Text passage
--- Begin ---

# lightweight setting compound question



## Home Remodeler (Jun 9, 2010)

Big Shoe said:


> Well, here's mud in your eye. Just skimmed out a bedroom that had semi-gloss knockdown walls. They looked pretty clean, so I went ahead and mixed up a couple buckets of 45 easysand and did my first cote, no sanding no nothing:w00t:................thinking about this thread as I was doing it? Go figure :laughing:
> 
> Stuck on like glue. Did two more cotes reg mud , sanded, painted ,looks like a million bucks!
> 
> ...


goodman - i mean really -- i use topping than a 5 minute in the pan -- mix it and go - i use 45 min that a good fast drying one - it still takes a day though -- why????


----------



## NaeGan (Sep 8, 2009)

If they used artists paint for the beach scene that could be why it wouldn't stick. Art paint is made to last for years and years and be exposed to light. The sheen is completely different. I haven't been doing this forever but I do know not to use oil in bathrooms and kitchens because it is definitely mold inducing. Even sandable 45 won't dry if the humidity is high enough that the moisture level in the air is in balance with the mud. Carry a humidity guage with you and it will help you with drying time and open time on your paint to. Oh, and I don't know what brand of mud you used, but the ProForm Lite is made for finish work and not multi-use. Not all compound can be used for everything. The ones formulated for skimming, plaster repair, and laminating aren't the same as the ones made for finish work or just taping.


----------



## Home Remodeler (Jun 9, 2010)

--- End ---

Data entries

--- Begin ---

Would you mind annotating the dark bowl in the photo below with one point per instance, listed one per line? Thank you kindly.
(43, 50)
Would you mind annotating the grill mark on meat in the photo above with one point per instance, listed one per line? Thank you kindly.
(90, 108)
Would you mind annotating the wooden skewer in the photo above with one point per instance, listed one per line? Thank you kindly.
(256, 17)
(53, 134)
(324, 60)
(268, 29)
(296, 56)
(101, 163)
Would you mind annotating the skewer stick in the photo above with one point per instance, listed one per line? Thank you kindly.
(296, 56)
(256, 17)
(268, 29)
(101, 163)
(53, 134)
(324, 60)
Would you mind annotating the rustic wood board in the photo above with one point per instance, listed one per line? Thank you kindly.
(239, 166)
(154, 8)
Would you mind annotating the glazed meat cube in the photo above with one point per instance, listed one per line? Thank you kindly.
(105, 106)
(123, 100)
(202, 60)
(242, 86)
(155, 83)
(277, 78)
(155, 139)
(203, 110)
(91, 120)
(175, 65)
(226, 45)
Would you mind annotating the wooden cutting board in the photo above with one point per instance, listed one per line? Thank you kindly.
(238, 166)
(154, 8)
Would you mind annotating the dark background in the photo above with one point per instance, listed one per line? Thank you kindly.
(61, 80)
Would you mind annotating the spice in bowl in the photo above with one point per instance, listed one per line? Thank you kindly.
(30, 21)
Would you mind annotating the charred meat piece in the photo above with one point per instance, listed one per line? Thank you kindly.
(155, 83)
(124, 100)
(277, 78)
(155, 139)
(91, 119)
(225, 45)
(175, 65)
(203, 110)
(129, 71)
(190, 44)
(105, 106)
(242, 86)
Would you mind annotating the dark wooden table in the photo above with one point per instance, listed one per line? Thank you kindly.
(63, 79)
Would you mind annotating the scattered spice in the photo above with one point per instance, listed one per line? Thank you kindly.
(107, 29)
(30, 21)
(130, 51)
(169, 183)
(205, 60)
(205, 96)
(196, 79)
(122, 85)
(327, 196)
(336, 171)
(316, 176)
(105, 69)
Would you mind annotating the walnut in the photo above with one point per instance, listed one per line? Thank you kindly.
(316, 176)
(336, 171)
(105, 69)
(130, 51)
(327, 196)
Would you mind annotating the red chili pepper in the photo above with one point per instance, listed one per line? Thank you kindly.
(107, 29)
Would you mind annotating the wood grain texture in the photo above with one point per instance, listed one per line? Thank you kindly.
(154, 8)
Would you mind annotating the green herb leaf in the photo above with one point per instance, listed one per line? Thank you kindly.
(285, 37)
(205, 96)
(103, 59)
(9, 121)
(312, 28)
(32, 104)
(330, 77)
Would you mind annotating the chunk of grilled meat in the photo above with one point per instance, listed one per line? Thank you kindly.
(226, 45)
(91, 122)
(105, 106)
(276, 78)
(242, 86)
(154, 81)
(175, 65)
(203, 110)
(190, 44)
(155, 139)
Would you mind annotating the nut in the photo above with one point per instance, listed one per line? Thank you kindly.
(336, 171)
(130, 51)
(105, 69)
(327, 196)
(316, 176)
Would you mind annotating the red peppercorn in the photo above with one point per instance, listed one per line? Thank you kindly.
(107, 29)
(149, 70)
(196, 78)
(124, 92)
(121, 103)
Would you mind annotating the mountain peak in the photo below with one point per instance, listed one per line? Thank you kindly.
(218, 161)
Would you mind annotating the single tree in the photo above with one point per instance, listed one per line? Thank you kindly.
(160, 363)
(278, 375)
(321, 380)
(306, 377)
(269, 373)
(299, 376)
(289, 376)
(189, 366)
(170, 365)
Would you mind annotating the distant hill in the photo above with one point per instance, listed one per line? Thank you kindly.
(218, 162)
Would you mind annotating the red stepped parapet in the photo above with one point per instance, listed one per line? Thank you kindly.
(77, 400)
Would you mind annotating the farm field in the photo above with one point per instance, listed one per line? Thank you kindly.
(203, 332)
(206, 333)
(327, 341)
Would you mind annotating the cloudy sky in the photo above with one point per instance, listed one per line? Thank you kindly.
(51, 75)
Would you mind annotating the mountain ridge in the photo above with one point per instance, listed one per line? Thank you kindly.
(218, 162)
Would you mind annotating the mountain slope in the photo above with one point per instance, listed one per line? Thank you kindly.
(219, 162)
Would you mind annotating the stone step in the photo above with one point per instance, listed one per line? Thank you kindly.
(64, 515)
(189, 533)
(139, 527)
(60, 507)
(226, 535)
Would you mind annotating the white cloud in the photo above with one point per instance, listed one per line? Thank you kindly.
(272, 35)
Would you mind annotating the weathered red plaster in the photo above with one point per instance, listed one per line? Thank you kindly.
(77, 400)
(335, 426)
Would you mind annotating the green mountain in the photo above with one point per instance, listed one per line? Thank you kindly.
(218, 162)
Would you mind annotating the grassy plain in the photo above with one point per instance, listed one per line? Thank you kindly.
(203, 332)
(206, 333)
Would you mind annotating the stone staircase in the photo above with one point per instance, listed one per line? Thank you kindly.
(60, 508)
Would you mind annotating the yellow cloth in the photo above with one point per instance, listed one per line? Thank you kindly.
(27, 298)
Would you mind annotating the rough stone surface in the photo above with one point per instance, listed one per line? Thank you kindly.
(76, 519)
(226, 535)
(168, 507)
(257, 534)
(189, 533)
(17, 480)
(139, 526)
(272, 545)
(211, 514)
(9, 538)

--- End ---

To be done
1 > Decide whether each statement below agrees with the forum thread on setting compound. Answer yes or no for each, quoting the exact words of the thread that settle it.
(a) ProForm Lite is made for finish work.
(b) The thread recommends oil for bathrooms and kitchens.
(c) Big Shoe sanded the walls before the first coat.
2 > Set down a passage from the forum thread on setting compound word for word, beginning at the words "goodman - i" and stopping after "(Sep 8, 2009)".

Task solutions
1 >
(a) Yes: "the ProForm Lite is made for finish work and not multi-use"
(b) No: "I do know not to use oil in bathrooms and kitchens because it is definitely mold inducing"
(c) No: "did my first cote, no sanding no nothing"

2 >
goodman - i mean really -- i use topping than a 5 minute in the pan -- mix it and go - i use 45 min that a good fast drying one - it still takes a day though -- why????


----------



## NaeGan (Sep 8, 2009)